## [Record excerpts]
▼

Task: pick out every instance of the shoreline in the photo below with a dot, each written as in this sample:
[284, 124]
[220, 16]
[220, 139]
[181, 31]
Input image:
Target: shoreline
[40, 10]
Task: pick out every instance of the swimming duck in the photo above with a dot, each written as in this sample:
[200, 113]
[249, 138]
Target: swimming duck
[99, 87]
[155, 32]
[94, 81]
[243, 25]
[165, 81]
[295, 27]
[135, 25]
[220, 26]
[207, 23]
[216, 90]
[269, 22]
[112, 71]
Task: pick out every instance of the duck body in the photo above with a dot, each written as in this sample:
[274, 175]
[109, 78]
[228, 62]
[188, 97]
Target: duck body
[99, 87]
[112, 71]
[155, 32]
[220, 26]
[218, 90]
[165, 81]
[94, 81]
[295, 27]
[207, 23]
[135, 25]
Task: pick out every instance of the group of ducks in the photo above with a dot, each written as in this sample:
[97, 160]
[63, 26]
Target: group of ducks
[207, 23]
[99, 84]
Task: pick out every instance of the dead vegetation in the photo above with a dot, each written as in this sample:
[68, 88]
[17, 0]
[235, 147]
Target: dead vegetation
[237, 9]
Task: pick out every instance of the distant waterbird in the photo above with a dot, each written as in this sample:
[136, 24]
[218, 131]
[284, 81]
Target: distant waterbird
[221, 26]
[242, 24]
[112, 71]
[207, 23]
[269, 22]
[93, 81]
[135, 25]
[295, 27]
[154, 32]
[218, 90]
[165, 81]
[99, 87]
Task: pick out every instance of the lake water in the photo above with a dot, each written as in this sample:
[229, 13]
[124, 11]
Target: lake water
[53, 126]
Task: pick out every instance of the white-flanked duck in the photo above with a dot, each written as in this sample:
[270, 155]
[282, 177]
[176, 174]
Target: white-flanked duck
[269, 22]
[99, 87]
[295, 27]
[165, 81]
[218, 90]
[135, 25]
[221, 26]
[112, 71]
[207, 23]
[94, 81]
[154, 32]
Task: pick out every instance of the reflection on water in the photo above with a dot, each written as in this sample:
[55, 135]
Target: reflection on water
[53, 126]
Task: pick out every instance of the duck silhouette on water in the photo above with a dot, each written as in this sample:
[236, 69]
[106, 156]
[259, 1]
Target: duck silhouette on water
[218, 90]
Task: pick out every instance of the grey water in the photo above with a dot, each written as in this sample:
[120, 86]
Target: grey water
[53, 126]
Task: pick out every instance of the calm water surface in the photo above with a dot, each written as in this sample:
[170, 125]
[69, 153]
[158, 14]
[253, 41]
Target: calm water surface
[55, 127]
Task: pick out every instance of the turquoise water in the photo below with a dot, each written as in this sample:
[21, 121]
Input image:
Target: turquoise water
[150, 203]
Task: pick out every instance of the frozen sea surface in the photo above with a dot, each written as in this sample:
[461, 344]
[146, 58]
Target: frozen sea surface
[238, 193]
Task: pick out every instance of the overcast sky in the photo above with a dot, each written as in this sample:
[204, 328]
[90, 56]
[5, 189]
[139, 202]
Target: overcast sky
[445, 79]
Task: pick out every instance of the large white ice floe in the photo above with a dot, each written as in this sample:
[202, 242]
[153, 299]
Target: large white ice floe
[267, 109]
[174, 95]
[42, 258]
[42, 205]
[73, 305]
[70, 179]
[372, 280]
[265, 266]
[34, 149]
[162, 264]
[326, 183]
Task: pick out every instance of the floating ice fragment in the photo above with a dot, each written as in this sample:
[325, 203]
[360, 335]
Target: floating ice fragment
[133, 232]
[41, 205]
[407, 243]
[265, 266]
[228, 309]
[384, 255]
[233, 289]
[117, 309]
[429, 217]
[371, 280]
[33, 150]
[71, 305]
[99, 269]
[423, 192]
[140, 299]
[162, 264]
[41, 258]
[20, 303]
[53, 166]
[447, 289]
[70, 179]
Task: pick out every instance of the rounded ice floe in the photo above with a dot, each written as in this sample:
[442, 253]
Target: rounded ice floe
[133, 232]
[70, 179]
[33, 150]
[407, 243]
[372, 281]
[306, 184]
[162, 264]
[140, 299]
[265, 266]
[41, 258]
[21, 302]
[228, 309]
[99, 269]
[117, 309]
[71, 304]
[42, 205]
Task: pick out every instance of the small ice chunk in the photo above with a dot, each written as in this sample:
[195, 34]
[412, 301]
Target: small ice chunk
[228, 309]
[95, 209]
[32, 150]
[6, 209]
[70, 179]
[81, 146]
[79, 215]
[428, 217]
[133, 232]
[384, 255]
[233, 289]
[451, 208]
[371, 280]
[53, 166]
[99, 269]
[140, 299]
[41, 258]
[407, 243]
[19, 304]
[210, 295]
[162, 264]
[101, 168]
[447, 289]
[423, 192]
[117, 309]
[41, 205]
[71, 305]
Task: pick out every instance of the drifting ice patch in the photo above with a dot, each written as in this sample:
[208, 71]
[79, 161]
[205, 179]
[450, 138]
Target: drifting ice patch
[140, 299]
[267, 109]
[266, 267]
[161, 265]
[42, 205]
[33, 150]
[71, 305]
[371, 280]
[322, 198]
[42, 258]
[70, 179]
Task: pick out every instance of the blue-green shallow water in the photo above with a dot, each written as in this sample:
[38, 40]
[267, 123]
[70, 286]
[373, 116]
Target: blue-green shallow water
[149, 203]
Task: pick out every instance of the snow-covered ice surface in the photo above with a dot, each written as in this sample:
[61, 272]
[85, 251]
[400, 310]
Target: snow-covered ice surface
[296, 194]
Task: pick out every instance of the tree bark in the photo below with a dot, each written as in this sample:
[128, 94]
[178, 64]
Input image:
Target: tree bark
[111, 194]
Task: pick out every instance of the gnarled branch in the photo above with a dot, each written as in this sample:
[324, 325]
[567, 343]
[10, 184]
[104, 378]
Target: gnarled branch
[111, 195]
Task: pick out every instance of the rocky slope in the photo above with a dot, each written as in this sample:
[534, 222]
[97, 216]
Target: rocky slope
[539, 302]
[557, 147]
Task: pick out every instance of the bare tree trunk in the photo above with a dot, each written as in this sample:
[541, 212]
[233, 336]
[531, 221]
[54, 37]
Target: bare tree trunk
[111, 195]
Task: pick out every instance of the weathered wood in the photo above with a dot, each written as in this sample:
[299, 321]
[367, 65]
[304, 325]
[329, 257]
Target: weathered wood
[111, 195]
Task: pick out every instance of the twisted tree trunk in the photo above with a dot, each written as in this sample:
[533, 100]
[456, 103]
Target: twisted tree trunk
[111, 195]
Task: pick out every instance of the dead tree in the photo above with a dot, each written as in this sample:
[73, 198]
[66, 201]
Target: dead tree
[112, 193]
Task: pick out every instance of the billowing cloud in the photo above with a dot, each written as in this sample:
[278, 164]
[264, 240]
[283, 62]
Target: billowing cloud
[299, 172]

▲

## [Work instruction]
Above are the records. Copy every line in them holding "below".

## [Final answer]
Task: pick out every instance of the shoreline in the photo below with a dot, each written as in this sample:
Task: pick out every instance of the turquoise water in the photo below with a dot, each written as in this sample:
Task: pick out every instance of the tree bark in the photo below with a dot, each written as in this sample:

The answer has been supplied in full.